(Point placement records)
····················

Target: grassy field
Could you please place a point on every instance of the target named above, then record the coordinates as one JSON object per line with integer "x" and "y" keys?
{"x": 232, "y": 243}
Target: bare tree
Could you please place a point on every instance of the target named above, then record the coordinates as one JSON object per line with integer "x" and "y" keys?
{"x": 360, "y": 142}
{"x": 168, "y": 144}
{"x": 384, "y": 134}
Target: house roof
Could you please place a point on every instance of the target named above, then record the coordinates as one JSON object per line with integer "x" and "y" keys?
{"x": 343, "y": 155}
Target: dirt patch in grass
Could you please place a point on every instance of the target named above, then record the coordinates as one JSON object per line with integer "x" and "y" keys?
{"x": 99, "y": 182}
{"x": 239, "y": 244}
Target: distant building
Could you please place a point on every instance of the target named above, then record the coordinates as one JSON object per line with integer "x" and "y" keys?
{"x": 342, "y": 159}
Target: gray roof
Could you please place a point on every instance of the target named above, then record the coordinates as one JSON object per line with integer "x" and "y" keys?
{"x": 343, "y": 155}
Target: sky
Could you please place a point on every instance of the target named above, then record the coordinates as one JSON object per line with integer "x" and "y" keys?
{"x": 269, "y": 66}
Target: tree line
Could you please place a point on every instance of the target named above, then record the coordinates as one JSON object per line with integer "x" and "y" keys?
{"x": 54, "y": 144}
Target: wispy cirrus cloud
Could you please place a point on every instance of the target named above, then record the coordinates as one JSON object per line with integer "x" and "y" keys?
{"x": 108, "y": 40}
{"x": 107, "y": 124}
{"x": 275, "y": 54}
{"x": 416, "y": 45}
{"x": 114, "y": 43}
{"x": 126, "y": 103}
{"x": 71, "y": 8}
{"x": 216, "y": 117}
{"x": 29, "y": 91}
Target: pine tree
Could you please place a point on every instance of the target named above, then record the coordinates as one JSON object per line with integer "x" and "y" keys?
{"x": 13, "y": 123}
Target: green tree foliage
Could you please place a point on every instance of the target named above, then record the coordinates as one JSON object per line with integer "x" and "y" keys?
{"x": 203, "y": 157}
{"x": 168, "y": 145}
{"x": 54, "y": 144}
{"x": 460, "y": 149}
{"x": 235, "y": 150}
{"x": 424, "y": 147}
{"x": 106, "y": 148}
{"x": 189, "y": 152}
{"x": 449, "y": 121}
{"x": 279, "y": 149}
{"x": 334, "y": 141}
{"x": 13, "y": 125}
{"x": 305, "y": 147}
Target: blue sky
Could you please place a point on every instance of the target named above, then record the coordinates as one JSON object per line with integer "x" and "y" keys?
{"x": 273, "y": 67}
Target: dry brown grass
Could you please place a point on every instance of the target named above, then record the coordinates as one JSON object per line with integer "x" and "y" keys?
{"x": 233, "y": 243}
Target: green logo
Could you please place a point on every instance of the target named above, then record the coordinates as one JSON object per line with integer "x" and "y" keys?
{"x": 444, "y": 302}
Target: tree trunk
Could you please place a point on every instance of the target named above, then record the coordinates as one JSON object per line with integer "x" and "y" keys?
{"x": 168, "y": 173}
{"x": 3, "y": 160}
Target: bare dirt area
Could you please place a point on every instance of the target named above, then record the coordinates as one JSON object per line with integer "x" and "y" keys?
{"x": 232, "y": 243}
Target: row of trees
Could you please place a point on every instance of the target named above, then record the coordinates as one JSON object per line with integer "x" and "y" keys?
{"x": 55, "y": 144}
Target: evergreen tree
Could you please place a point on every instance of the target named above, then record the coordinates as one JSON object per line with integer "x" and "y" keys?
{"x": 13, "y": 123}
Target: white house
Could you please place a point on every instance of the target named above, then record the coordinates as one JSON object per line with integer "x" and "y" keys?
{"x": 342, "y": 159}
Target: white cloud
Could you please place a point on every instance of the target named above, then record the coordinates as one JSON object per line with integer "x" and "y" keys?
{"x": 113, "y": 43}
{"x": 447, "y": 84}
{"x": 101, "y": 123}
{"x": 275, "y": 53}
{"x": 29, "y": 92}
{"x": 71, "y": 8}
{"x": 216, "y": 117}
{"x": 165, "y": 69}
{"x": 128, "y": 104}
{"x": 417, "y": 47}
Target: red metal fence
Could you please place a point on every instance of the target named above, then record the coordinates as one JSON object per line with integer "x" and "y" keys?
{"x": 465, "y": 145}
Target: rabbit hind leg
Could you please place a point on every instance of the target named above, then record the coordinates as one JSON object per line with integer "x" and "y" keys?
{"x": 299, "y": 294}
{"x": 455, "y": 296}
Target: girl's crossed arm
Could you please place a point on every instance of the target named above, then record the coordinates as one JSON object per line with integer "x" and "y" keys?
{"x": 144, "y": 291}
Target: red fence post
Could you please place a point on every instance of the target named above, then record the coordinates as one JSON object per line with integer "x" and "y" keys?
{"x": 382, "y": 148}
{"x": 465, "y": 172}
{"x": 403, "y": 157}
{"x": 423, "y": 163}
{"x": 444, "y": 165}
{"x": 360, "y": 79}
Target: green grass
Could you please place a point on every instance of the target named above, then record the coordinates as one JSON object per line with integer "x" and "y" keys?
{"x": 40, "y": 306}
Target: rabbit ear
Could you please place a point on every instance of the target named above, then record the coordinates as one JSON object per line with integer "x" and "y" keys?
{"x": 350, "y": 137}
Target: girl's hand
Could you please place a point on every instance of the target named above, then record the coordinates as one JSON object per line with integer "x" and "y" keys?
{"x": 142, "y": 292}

····················

# [Required task]
Every entry in the listing must be retyped exactly.

# [Response for this exercise]
Target: grassy field
Could you please place a point on every instance of the target named above, then record the coordinates as one JSON object per line with integer "x" and "y" keys?
{"x": 232, "y": 243}
Target: bare tree
Could you please place a point on every instance of the target named above, then record the coordinates as one JSON object per line with integer "x" and "y" keys?
{"x": 360, "y": 142}
{"x": 168, "y": 144}
{"x": 384, "y": 134}
Target: house roof
Could you please place a point on every instance of the target named above, then record the coordinates as one JSON object per line with integer "x" and "y" keys?
{"x": 343, "y": 155}
Target: dirt patch in grass
Could you please place a point on every instance of the target named above, then record the coordinates as one JSON object per line with integer "x" and "y" keys?
{"x": 99, "y": 182}
{"x": 239, "y": 244}
Target: distant building
Could you please place a point on every instance of the target named above, then record the coordinates as one JSON object per line with integer "x" and "y" keys?
{"x": 342, "y": 159}
Target: gray roof
Could you please place a point on every instance of the target named above, then record the coordinates as one JSON object per line with integer "x" and "y" keys?
{"x": 343, "y": 155}
Target: sky
Could you please place a point on every instance of the target named above, then record the coordinates as one JSON object per line with integer "x" and "y" keys?
{"x": 269, "y": 66}
Target: tree line
Could you please place a point on every instance of the target named above, then record the coordinates as one JSON object per line with integer "x" and "y" keys?
{"x": 54, "y": 144}
Target: wispy cirrus cloud
Could you please place a point on every instance of the target named above, then record the coordinates as one JSON object per line with integer "x" and "y" keys?
{"x": 108, "y": 40}
{"x": 107, "y": 124}
{"x": 275, "y": 54}
{"x": 416, "y": 45}
{"x": 114, "y": 43}
{"x": 126, "y": 103}
{"x": 71, "y": 8}
{"x": 216, "y": 117}
{"x": 29, "y": 91}
Target: pine tree
Could you please place a point on every instance of the target named above, then record the coordinates as one JSON object per line with integer "x" and "y" keys?
{"x": 13, "y": 123}
Target: green tree foliage
Could you please place a point on every instance of the target named above, then record the coordinates as one JSON object per line with integer "x" and "y" keys?
{"x": 203, "y": 157}
{"x": 168, "y": 145}
{"x": 54, "y": 144}
{"x": 460, "y": 149}
{"x": 235, "y": 150}
{"x": 424, "y": 147}
{"x": 106, "y": 148}
{"x": 189, "y": 152}
{"x": 449, "y": 121}
{"x": 279, "y": 149}
{"x": 334, "y": 141}
{"x": 13, "y": 125}
{"x": 305, "y": 147}
Target: blue sky
Could you please place a point on every instance of the target named above, then record the coordinates as one JSON object per line with integer "x" and "y" keys?
{"x": 273, "y": 67}
Target: dry brown grass
Could you please place a point on every instance of the target named above, then record the coordinates as one JSON object per line with integer "x" and "y" keys?
{"x": 233, "y": 243}
Target: green logo
Could you please place a point on every instance of the target named above, then record the coordinates as one JSON object per line with integer "x" and "y" keys?
{"x": 444, "y": 302}
Target: tree trunk
Could you please place a point on every instance of the target named above, then record the coordinates as one JSON object per line with integer "x" and "y" keys?
{"x": 168, "y": 173}
{"x": 3, "y": 160}
Target: bare dirt area
Could you please place a point on every instance of the target named above, then record the coordinates as one JSON object per line with integer "x" and "y" keys?
{"x": 232, "y": 243}
Target: row of trees
Could you please place a point on every instance of the target named above, then record the coordinates as one JSON object per line with integer "x" and "y" keys?
{"x": 55, "y": 144}
Target: evergreen tree
Could you please place a point on every instance of the target named above, then record the coordinates as one JSON object per line with integer "x" and "y" keys?
{"x": 13, "y": 123}
Target: white house
Could you please place a point on every instance of the target named above, then record the coordinates as one JSON object per line with integer "x" and "y" keys?
{"x": 342, "y": 159}
Target: white cloud
Could you please place a point on every instance of the target named above, then record the coordinates as one JSON object per line with integer "x" and "y" keys?
{"x": 113, "y": 43}
{"x": 447, "y": 84}
{"x": 101, "y": 123}
{"x": 275, "y": 53}
{"x": 29, "y": 92}
{"x": 71, "y": 8}
{"x": 216, "y": 117}
{"x": 165, "y": 69}
{"x": 128, "y": 104}
{"x": 417, "y": 47}
Target: red metal fence
Could you please place a point on every instance of the target named above, then record the coordinates as one JSON object per line with integer "x" and "y" keys?
{"x": 465, "y": 145}
Target: rabbit hind leg
Could you please place a point on every instance of the target named above, then record the coordinates as one JSON object per line with integer "x" and "y" keys?
{"x": 299, "y": 294}
{"x": 455, "y": 296}
Target: girl's crossed arm
Could you please place a point on every instance of the target named above, then record the coordinates as one JSON object per line with integer "x" and "y" keys?
{"x": 144, "y": 291}
Target: red fence post
Could you please place a point on every instance of the target named above, then record the coordinates as one JSON object per line with integer "x" and "y" keys?
{"x": 382, "y": 148}
{"x": 465, "y": 172}
{"x": 403, "y": 157}
{"x": 423, "y": 163}
{"x": 444, "y": 165}
{"x": 360, "y": 79}
Target: green grass
Could you please place a point on every instance of the target named above, then record the coordinates as one JSON object per line with integer "x" and "y" keys?
{"x": 40, "y": 306}
Target: rabbit ear
Could you please place a point on every instance of the target named above, then record the coordinates as one JSON object per line with integer "x" and "y" keys?
{"x": 350, "y": 137}
Target: girl's hand
Could you please place a point on every instance of the target named above, then record the coordinates as one JSON object per line with integer "x" and "y" keys?
{"x": 142, "y": 292}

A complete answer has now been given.